• **OBJETIVO**:
¿Podrías proseguir el texto sobre la deconstrucción de las creencias heredadas a partir de su última oración?

En mi caso, esa deconstrucción no fue fácil. Como la gran mayoría de los mexicanos, mi hogar albergó el conservadurismo en su máximo esplendor. Padres católicos, ideologías políticas de derecha, educación privada, y bastante literatura religiosa. Era natural que yo sufriera los estragos de vivir en el ático mental de ellos durante mi niñez y adolescencia. Fue gracias a la literatura que, aún con temor, logré el proceso de deconstrucción. ¿Cómo alejarse de una fe bajo la cual arropé incontables noches? De las llamas de la fe no quedan más que brasas, que aún arden, pero no queman. ¿Cómo destruir la mítica figura de la mujer, divina, santa, y diseñada para el hombre, sin quebrantar la esperanza de encontrar en ella nuestra insuficiencia? ¿Cómo alejarse del horizonte del conservadurismo político que ha pintado a la izquierda como el más vil de todos los enemigos? Las trincheras políticas se cavan poco profundas.
Son ejemplos burdos, pero que al efecto funcionan. Porque gracias a esa deconstrucción, mi realidad se ha vuelto mía y no de las Ideas de agentes externos, llámense religiosos, políticos, o sociales. Esa deconstrucción me insta a preferir la legislación de drogas, pero a vislumbrar que es preferible una crisis de salud pública, que una crisis de inseguridad. (Al menos las epidemias sabemos cómo erradicarlas). Como dije, tan solo son casos prácticos donde la deconstrucción permite apropiarse de la razón. No concedo tampoco que mis posturas sean las moralmente correctas; pero al menos sé que me pertenecen, o lo que es mejor, me pertenezco.

• **MATERIAL DE ORIGEN**:
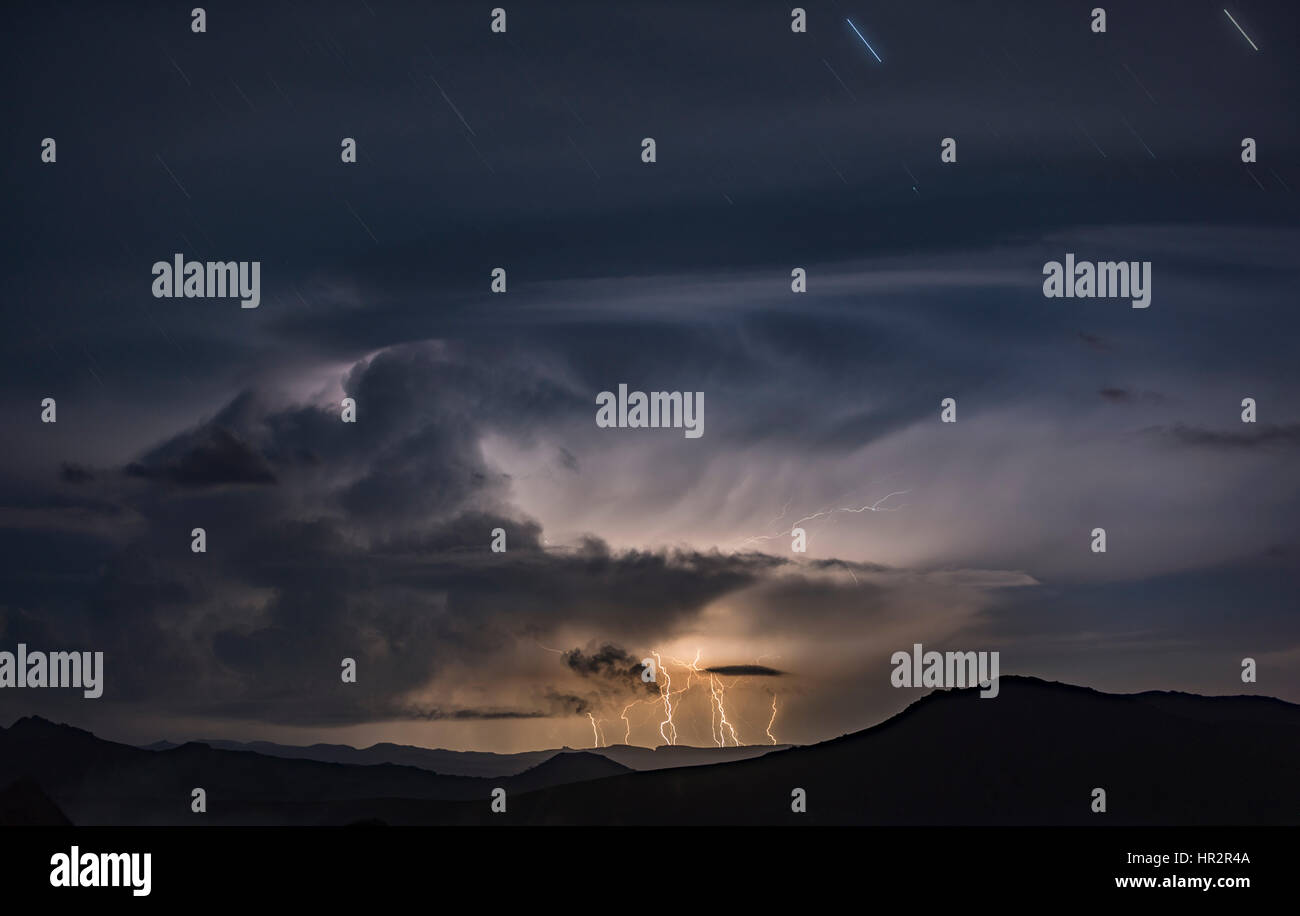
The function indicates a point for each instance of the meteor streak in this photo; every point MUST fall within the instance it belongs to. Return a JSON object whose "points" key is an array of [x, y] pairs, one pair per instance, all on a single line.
{"points": [[1234, 22], [874, 51]]}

• **RESULTADO DEL EJERCICIO**:
Ese ejercicio es al que insto, porque el mexicano condena sin saber que su realidad es a veces quien condena a otros. No es su culpa. Como explico líneas arriba, nuestras realidades son impuestas. Es nuestro deber ético y moral construir la propia. De lo contario, seguiremos sufriendo esa realidad que discrimina, imposibilita, destruye, cala, y arde. Basta mirar alguno de los incontables casos de discriminación por orientación sexual en las escuelas educativas; la desmesurada opulencia que se observa en las orbes más privilegiadas de la élite mexicana; la doble moral de los iliteratos que condenan la discriminación, pero que la celebran en clubes nocturnos y discotecas. En vano me condenaría si dejo que la pluma siga su curso.
Me he referido a la mente como un jardín. Es verdad. En ese jardín, tan maleable como la rosa, y tan firme y recto como el encino, a menudo germinan semillas contra nuestra voluntad. Y más a menudo aún, en él sembramos mitos y fábulas que debemos deconstruir.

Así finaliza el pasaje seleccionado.